-------- RECORDS FOR THIS EXERCISE --------
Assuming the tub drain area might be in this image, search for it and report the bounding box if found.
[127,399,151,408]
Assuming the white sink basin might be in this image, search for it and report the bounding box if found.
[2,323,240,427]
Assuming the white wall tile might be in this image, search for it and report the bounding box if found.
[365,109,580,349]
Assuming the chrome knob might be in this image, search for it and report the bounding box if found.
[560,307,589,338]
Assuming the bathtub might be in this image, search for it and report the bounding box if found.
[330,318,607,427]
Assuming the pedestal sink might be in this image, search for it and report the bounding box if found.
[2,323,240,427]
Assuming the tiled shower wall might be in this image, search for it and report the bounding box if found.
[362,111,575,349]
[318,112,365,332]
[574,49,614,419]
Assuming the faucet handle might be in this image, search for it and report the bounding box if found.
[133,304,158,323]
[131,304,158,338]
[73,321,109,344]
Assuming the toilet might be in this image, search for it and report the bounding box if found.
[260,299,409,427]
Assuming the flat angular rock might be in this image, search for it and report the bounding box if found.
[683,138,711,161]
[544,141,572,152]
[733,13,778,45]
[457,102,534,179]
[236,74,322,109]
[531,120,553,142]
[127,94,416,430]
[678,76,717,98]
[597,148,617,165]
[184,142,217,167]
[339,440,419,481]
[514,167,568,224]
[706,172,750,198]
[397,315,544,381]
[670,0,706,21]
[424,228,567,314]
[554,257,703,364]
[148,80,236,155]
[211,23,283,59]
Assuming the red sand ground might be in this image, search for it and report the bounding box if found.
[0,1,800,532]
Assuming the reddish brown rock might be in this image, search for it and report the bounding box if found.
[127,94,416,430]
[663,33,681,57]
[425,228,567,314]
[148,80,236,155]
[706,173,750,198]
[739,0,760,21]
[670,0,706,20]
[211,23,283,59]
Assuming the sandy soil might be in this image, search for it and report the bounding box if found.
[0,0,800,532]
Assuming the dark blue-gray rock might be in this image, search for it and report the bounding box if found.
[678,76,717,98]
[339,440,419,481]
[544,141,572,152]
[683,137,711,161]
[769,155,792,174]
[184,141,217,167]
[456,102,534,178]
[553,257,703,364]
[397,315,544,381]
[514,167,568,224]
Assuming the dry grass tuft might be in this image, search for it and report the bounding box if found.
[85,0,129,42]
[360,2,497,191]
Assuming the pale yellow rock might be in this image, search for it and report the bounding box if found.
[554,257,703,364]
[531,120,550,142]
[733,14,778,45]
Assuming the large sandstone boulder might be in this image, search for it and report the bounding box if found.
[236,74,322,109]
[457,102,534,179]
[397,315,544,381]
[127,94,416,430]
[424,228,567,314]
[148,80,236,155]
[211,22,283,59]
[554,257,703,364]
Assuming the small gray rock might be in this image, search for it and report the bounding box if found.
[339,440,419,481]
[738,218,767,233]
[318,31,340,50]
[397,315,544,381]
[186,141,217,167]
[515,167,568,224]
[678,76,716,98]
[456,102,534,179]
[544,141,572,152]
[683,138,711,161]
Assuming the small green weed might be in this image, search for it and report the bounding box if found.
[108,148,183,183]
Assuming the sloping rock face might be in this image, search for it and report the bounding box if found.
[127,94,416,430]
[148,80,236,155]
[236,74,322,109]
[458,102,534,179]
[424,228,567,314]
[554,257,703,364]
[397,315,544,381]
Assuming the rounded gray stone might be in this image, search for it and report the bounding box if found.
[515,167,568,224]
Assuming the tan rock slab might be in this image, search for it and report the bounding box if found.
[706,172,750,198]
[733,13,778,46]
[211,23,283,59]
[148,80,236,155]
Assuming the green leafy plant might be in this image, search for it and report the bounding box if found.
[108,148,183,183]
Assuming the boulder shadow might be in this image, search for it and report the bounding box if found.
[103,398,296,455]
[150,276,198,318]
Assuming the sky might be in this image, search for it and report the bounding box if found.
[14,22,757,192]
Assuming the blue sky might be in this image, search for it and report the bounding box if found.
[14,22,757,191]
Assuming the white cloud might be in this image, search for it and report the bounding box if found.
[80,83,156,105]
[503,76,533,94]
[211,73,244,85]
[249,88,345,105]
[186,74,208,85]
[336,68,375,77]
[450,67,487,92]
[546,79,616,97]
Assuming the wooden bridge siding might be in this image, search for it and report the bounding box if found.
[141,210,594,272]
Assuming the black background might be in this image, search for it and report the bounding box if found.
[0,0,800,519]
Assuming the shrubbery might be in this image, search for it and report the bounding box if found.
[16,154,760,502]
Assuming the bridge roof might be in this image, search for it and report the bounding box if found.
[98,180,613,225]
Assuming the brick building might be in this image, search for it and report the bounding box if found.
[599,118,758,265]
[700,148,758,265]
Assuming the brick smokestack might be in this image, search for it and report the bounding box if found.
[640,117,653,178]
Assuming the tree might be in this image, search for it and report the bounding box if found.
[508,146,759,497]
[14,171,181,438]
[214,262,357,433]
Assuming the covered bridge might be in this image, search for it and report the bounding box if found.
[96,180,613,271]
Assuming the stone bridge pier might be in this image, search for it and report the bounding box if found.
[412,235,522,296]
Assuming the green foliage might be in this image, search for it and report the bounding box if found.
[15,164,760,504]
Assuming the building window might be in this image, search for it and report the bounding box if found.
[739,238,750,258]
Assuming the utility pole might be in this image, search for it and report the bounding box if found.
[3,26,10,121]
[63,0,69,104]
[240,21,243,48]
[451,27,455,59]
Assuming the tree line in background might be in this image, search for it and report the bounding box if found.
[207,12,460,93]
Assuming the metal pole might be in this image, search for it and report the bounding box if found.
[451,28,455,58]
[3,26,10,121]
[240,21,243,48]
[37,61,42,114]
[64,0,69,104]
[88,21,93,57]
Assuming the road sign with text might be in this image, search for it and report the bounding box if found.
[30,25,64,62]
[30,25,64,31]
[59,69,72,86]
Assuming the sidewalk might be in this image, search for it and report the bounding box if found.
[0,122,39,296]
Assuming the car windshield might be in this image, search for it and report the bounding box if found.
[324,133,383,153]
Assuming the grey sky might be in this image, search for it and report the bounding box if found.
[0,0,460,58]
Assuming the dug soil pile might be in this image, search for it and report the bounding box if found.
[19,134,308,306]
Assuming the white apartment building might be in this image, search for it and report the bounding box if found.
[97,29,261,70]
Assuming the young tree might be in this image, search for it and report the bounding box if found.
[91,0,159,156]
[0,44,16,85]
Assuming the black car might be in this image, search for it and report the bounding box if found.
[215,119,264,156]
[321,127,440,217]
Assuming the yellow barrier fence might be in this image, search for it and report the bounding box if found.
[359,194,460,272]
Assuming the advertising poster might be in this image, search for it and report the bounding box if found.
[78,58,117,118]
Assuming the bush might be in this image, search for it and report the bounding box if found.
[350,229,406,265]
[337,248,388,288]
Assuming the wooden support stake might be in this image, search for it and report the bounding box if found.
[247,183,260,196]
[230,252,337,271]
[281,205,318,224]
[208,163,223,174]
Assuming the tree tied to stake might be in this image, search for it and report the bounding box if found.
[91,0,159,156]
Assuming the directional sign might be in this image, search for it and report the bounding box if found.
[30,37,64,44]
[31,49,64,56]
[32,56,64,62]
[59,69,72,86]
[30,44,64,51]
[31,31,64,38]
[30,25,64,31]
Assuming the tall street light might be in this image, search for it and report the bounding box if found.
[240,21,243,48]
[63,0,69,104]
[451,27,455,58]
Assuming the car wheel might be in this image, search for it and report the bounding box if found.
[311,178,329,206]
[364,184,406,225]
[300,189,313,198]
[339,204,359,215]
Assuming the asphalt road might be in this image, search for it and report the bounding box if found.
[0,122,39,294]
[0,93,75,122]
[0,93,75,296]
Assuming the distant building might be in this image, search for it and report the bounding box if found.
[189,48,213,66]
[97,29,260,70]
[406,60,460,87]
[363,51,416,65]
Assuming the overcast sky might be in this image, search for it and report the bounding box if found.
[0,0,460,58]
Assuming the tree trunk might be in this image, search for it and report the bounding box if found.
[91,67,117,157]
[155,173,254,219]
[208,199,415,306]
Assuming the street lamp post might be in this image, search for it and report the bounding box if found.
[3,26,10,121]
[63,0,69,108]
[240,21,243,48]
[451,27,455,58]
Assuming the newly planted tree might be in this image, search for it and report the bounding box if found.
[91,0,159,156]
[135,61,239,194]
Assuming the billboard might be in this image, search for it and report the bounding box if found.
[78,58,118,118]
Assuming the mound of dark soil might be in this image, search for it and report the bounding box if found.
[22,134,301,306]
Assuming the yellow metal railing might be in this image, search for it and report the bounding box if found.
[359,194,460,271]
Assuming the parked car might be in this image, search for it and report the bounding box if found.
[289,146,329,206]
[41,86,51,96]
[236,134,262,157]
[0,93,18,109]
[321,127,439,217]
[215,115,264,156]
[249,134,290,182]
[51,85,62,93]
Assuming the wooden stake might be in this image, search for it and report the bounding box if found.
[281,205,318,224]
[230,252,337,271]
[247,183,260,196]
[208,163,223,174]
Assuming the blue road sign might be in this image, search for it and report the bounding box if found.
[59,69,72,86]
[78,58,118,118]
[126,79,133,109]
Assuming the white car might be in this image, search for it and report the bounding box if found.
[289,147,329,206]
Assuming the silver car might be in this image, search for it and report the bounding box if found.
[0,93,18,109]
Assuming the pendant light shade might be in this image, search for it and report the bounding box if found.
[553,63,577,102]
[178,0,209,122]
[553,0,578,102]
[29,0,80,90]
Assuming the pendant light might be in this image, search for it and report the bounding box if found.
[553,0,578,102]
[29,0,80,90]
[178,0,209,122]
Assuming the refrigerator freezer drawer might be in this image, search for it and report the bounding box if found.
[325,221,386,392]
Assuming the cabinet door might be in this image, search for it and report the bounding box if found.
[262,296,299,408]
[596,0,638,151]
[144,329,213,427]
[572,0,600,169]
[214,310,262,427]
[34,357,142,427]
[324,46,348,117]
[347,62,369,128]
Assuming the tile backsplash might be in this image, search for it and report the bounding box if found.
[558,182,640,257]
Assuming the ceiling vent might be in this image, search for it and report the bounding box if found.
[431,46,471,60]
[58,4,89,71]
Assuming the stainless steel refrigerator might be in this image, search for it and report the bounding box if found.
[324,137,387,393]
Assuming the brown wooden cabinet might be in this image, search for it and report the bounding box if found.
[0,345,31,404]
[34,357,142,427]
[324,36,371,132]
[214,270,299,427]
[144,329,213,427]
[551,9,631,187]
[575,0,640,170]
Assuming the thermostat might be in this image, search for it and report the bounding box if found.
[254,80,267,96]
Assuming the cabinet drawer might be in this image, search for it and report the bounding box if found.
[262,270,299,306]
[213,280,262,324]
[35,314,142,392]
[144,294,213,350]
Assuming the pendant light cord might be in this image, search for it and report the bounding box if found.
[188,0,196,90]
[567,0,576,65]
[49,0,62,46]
--------
Repeat the lines of the material from the line containing "Assuming the refrigerator" up to and including the line containing "[325,221,386,392]".

Assuming the refrigerator freezer drawer might be in this image, search for it and report the bounding box if found.
[325,221,386,392]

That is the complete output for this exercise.